DIRECTION → Return, without any change, everything from the line containing "Player-tracking tagging: indicate the background" down to the final line below, including both.

Collected data entries:
------------

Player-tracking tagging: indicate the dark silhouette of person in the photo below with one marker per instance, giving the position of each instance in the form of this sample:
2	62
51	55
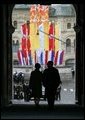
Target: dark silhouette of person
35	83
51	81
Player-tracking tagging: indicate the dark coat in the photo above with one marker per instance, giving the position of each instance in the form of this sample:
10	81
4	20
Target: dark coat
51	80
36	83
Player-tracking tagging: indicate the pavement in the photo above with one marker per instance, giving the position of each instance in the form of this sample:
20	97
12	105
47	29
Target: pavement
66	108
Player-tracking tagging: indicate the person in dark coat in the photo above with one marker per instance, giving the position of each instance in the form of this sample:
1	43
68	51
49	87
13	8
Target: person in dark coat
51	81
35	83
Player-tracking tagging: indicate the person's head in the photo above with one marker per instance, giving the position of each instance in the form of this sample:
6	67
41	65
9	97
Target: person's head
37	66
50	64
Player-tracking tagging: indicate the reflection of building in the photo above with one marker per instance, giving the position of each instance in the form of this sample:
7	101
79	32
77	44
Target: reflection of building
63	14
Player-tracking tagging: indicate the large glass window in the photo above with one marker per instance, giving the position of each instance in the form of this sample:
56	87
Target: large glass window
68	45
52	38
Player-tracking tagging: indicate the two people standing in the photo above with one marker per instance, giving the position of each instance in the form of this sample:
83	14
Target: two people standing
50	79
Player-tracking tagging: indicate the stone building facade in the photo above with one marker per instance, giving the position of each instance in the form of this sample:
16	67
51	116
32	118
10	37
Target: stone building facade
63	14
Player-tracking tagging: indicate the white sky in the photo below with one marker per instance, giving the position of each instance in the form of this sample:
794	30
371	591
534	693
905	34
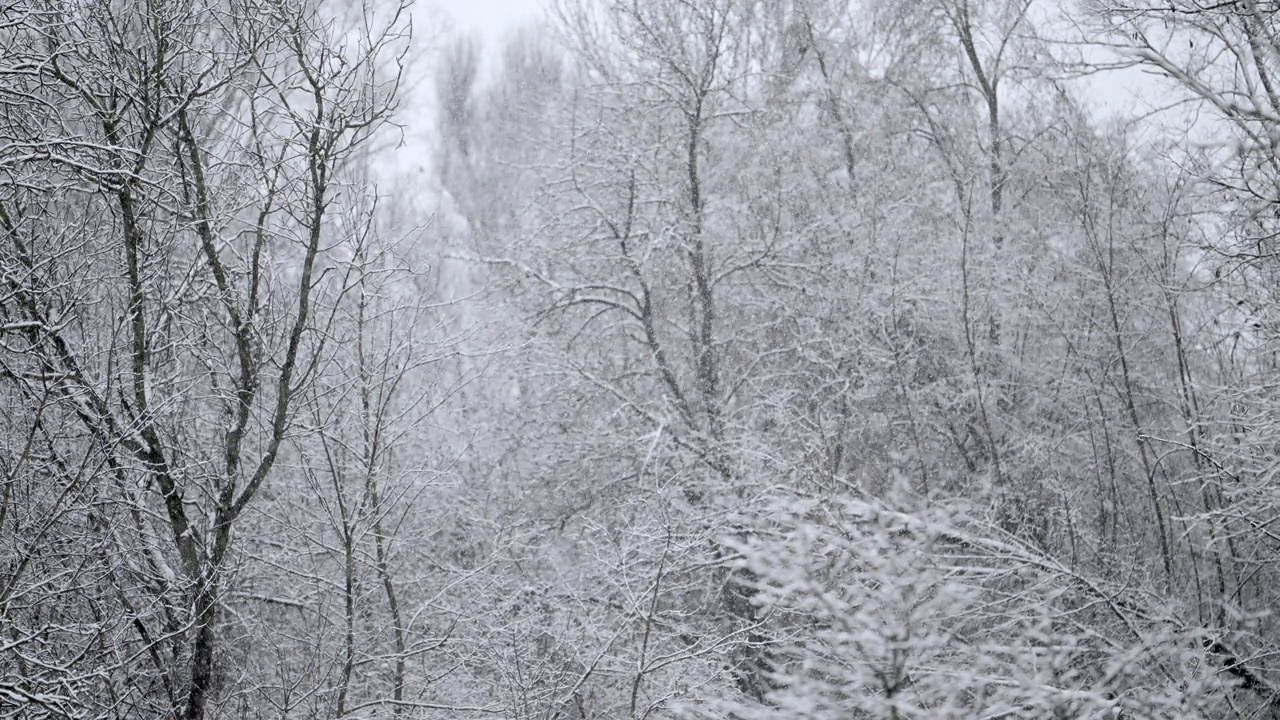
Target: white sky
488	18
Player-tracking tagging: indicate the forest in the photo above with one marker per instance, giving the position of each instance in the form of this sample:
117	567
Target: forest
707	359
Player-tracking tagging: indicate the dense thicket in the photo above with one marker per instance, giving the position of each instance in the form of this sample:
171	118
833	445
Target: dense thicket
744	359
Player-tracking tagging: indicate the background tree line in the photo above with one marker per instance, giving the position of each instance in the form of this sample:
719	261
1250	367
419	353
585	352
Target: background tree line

------------

ANSWER TO THIS TASK →
Player-tracking tagging: indicate the background tree line in the photo above with one marker per instance, giving the position of each instance in the form of this sample:
719	261
1250	367
419	353
585	352
Target: background tree line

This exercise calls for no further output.